▶ **Work order**:
The listing should be printed again without a single change.
((
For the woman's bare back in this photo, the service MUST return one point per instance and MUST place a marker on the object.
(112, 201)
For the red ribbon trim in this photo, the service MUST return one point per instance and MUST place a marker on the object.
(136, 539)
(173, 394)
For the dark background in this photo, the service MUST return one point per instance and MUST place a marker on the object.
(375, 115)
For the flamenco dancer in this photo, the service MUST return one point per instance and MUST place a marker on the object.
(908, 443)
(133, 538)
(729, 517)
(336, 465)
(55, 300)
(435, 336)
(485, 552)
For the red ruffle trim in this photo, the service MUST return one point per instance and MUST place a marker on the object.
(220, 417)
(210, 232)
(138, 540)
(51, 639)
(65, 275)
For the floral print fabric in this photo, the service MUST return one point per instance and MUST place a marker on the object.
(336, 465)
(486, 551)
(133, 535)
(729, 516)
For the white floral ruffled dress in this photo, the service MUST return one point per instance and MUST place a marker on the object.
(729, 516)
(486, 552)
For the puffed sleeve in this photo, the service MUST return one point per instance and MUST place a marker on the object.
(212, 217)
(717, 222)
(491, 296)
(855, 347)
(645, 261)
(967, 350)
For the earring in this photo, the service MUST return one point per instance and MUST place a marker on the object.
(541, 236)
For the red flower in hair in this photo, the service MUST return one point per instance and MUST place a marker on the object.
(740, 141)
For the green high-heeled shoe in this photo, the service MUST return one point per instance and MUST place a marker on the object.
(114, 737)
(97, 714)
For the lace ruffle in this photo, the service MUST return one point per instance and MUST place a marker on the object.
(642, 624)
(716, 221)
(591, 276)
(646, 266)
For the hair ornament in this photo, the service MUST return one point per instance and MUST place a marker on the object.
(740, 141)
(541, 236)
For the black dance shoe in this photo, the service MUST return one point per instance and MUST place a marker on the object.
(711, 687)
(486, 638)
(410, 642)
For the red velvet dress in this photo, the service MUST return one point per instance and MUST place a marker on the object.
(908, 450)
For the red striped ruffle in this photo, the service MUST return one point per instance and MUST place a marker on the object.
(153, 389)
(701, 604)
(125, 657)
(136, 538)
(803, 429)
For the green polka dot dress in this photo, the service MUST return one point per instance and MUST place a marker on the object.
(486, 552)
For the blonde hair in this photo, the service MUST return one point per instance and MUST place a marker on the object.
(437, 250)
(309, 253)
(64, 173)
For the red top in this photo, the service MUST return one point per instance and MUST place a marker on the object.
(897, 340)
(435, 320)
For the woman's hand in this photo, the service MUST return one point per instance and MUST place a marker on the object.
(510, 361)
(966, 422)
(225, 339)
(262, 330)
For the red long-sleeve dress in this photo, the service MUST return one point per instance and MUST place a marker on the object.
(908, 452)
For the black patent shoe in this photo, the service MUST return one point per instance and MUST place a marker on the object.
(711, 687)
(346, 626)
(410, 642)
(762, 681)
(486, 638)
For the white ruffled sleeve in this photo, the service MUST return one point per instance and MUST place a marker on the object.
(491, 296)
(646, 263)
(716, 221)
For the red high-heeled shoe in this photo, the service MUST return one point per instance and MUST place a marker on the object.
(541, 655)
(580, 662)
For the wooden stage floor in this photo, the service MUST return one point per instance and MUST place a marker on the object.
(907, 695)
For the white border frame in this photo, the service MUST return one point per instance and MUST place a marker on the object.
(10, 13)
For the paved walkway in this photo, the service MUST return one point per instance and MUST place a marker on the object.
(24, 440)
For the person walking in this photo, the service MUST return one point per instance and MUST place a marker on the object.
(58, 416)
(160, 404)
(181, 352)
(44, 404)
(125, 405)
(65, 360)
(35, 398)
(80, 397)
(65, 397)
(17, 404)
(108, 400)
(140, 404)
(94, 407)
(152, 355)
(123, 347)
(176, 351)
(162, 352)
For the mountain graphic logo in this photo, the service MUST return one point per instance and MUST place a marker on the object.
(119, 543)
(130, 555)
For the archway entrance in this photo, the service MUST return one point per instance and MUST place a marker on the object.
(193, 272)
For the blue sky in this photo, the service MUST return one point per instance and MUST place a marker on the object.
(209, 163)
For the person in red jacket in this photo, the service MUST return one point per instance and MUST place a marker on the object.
))
▶ **Exercise output**:
For the woman's bare back in this photo, the service MUST return one point per instance and MUST place a marker on the object.
(112, 201)
For the red ribbon trim in this photo, the service MUST return one point per instance and MUST place a marker on the object.
(136, 539)
(173, 394)
For the dark background in this photo, the service MUST return one point per instance and MUST place a marker on the object.
(375, 115)
For the flamenco dancer in this photo, the service MUST return one point per instance and MUST place a marker on the object.
(908, 443)
(133, 538)
(729, 517)
(336, 465)
(55, 300)
(435, 336)
(485, 552)
For the red ruffle trim in this photo, the service MUST return one point per instance and MUST place a marker on the object.
(220, 417)
(210, 232)
(138, 540)
(51, 639)
(65, 275)
For the floral print fabric in this photo, the service MUST return one point per instance and MUST place a marker on the object.
(336, 465)
(486, 551)
(133, 535)
(729, 516)
For the white floral ruffled dress in this photo, the service MUST return one point per instance and MUST place a marker on the object.
(729, 516)
(486, 552)
For the puffed sleeve in this photo, the service MUST return one point per instance and MUST place a marker on the object.
(212, 217)
(717, 222)
(491, 296)
(855, 347)
(645, 261)
(967, 350)
For the earring in this photo, the service MUST return one point per instance and MUST place a marker on the object.
(541, 236)
For the red flower in hair in this photo, the service MUST return one point per instance and MUST place a marker on the object.
(740, 141)
For the green high-heeled shoe in this photo, the service MUST return one point per instance and MUST place a marker on the object.
(114, 737)
(97, 714)
For the lace ruffle in this photo, the service MUST return one point per instance and MUST place a marker on the object.
(642, 624)
(716, 221)
(591, 276)
(646, 266)
For the hair ornament in this photo, the service MUST return one point per instance and MUST place a marker on the object.
(740, 141)
(541, 236)
For the black dance shoe in this photo, the service MUST return one point per instance and MUST place a marker on the object.
(711, 687)
(486, 638)
(410, 642)
For the red velvet dress in this photo, the service MUST return one point per instance and MUST place a marker on the object.
(908, 450)
For the red striped ruffle in this photo, the service MUST return one point per instance and MUST place a marker on the object.
(153, 389)
(701, 604)
(125, 657)
(136, 538)
(803, 429)
For the green polka dot dress in this photo, the service MUST return one point per instance and MUST place a marker on the object.
(486, 552)
For the blonde hair in this photo, the service MUST return one point per instance and MUST place a marker on the object.
(437, 250)
(309, 253)
(64, 173)
For the red top in this photo, the service MUST return one point per instance and MUST place a marker on the object.
(897, 340)
(435, 320)
For the woman's hand in this photo, the service MUST return one point per instance and MUST place a marker on the object.
(510, 361)
(966, 422)
(225, 339)
(262, 330)
For the red long-sleeve dress in this photo, the service MUST return one point per instance and MUST place a marker on the object.
(908, 452)
For the black patent shoe in this photo, the service MUST return one point per instance and MUST place a marker on the object.
(711, 687)
(346, 626)
(410, 642)
(762, 681)
(486, 638)
For the white ruffled sleeve in this photo, the service MUST return one point per instance and MUST place a marker on the object.
(491, 296)
(646, 263)
(716, 221)
For the red high-heeled shoe in this photo, the service MUST return one point per instance and MUST place a marker on the object.
(541, 655)
(580, 662)
For the wooden stage floor in this photo, the service MUST return one point per instance and MUST place a marker on the object.
(907, 695)
For the white border frame in this photo, the service MUST return one point per instance and MUST place a marker on the object.
(10, 13)
For the paved walkway in this photo, the service MUST return one point per instance and MUST place a marker on the object.
(24, 440)
For the person walking in this photo, the service MUST return one point per instance and MUST place a marker on the object.
(58, 416)
(160, 404)
(181, 352)
(44, 404)
(125, 405)
(65, 360)
(35, 398)
(80, 397)
(65, 397)
(17, 404)
(108, 400)
(140, 404)
(94, 407)
(152, 355)
(123, 347)
(176, 351)
(162, 352)
For the mountain graphic logo in this photo, the service MUST return one point per instance and MUST place a marker on the object.
(119, 543)
(130, 555)
For the archway entrance in this photo, the service MUST return one point per instance and MUST place a marker on the object.
(193, 272)
For the blue sky in this photo, the service MUST return one point per instance and MUST place a marker on the object.
(209, 163)
For the person in red jacket in this photo, the service MUST return one point per instance and MUST place a marker on the object.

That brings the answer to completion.